PROBLEM SET:
1 > In the model deployment passage, what factor besides model accuracy does it name for consideration in production?
2 > Copy word for word the part of the model deployment passage that begins at "Once your ML" and ends after "even during development.".
3 > Extend the model deployment passage with new text that picks up after its final sentence.

(READING PASSAGE begins)

Once your ML model is ready, it is time to deploy it to production, where its results will be used by business experts to address the original concern or question. It is at this stage that a common complication appears. During development of the model, you usually use historical data and freely try different features to build the model. However, those features may not be available when the model is deployed (for instance, there may not be sufficient history, some data may be corrupted, the features may no longer be tracked, or they may be tracked differently). In this way, the final model selected in the previous phase cannot be used in production, and you need to go back and iterate further with the new data availability constraints. Therefore, it is very important to assess and validate data availability in production even during development.
From development to production
Going from development to deployment, you should also consider other potential differences between the two environments. First, while data in the former is static (historical data), in the latter you usually need to handle dynamic and shifting data. While in development your main criterion of choosing a model might be high accuracy (model performance), in production you should consider other factors too, e.g. speed of inference. In addition, in production you are faced with a bigger challenge: that of an entire system working properly, while in model development your data scientists only focus on building an algorithm with good performance, and not an entire system flow. For example, the model may perform poorly for certain ranges of input, and you may have excluded these with ‘errors’ in development. In contrast, in production, you must always get an answer, so how do you handle the error cases? Having addressed these challenges and chosen a suitable-for-production model, you can continue to the deployment phase.

(READING PASSAGE ends)
(PROVIDED INFORMATION begins)

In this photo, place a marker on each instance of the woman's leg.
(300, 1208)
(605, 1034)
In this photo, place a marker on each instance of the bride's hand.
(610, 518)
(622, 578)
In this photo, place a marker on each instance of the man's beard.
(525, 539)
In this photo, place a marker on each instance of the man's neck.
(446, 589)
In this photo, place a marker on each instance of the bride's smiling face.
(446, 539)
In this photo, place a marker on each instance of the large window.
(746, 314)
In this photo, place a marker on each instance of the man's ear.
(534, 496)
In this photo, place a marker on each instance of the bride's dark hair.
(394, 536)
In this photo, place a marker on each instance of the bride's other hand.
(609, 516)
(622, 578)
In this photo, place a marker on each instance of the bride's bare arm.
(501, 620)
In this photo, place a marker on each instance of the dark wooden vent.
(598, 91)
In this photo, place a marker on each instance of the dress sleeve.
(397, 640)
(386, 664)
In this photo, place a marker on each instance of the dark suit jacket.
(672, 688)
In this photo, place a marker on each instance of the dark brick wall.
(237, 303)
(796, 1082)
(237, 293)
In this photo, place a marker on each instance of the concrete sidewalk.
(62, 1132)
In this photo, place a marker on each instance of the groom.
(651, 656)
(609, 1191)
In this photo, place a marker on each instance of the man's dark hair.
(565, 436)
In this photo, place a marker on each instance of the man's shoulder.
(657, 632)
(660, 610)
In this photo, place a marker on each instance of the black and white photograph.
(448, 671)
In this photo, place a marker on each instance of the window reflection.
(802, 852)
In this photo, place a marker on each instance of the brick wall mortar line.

(PROVIDED INFORMATION ends)
(PROVIDED INFORMATION begins)

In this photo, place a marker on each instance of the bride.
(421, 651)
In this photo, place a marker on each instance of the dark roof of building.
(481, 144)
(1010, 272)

(PROVIDED INFORMATION ends)

EXPECTED RESULTS:
1 > Speed of inference.

2 >
Once your ML model is ready, it is time to deploy it to production, where its results will be used by business experts to address the original concern or question. It is at this stage that a common complication appears. During development of the model, you usually use historical data and freely try different features to build the model. However, those features may not be available when the model is deployed (for instance, there may not be sufficient history, some data may be corrupted, the features may no longer be tracked, or they may be tracked differently). In this way, the final model selected in the previous phase cannot be used in production, and you need to go back and iterate further with the new data availability constraints. Therefore, it is very important to assess and validate data availability in production even during development.

3 >
The deployment phase usually combines data engineering, software engineering and DevOps skills to set up the environment and deploy an ML pipeline. If you are planning to have multiple ML models in production (which I hope you do!), you will face many issues similar to more standard software development. For example, you might see dependencies, need to make updates, conduct testing, be compliant, and ensure your models are continuously available. At this point, MLOps can borrow strongly from DevOps. Look into containerisation technology to help resolve dependencies, or automate your Continuous Integration, Continuous Delivery (CI/CD) pipeline to speed up the deployment process. Do not forget, however, that ML is based on models, so be sure to check if all requirements are met – for code, documentation, and validation of model accuracy.
Up to this point, I have talked about development and deployment of ML models, and differences between these two phases of operationalising ML models. You might think the deployment is the final step of operationalising ML models, however, it is just the beginning of the main part, so- called ML life cycle management. This will be the focus of the second part of this blog post series, where I will be explaining different aspects of life cycle management of an ML model and conclude this blog post series.
I would like to thank Diane Reynolds, Manne Fagerlind, and Julatouch Pipatanangura for their valuable comments and suggestions that led to improvement of this blog post series.